WRITTEN REQUEST » Render every line of the listing below as a numbered list, omitting any blank lines.

(Items for region labeling)
## begin

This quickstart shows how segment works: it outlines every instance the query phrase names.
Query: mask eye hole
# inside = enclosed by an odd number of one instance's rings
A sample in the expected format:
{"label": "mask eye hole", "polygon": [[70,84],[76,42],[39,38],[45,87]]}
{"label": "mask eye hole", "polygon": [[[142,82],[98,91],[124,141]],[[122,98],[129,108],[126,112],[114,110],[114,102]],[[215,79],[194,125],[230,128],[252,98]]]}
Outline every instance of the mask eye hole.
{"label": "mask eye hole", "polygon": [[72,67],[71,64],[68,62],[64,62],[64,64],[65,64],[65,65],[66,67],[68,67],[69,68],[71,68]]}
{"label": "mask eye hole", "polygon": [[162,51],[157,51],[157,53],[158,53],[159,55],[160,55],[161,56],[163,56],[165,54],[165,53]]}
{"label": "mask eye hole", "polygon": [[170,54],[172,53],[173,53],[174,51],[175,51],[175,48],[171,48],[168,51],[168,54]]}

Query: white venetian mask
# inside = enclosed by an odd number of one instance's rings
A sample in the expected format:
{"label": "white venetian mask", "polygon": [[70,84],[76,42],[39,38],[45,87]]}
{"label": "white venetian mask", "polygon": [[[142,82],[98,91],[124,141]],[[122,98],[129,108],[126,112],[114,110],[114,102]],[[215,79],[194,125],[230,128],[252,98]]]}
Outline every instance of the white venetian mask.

## end

PROBLEM SOLUTION »
1. This quickstart shows how segment works: it outlines every instance the query phrase names.
2. Query: mask eye hole
3. # inside = enclosed by an odd number of one instance's rings
4. A sample in the expected format:
5. {"label": "mask eye hole", "polygon": [[70,84],[76,42],[39,38],[45,87]]}
6. {"label": "mask eye hole", "polygon": [[[142,82],[98,91],[124,141]],[[122,98],[129,108],[126,112],[114,110],[114,102]],[[215,79],[194,125],[230,128],[252,98]]]}
7. Outline every instance of the mask eye hole.
8. {"label": "mask eye hole", "polygon": [[72,67],[71,64],[68,62],[64,62],[64,64],[65,64],[65,65],[66,67],[68,67],[69,68],[71,68]]}
9. {"label": "mask eye hole", "polygon": [[162,51],[157,51],[157,53],[158,53],[159,55],[160,55],[161,56],[163,56],[165,54],[165,53]]}
10. {"label": "mask eye hole", "polygon": [[170,54],[172,53],[173,53],[174,51],[175,51],[175,48],[171,48],[168,51],[168,54]]}
11. Query: white venetian mask
12. # inside = enclosed by an odd number of one instance's rings
13. A sample in the expected format:
14. {"label": "white venetian mask", "polygon": [[70,84],[76,42],[39,38],[45,87]]}
15. {"label": "white venetian mask", "polygon": [[[142,82],[98,91],[124,141]],[[122,98],[129,108],[126,112],[114,110],[114,102]],[[215,79],[194,125],[230,128],[252,98]]]}
16. Outline every instance of the white venetian mask.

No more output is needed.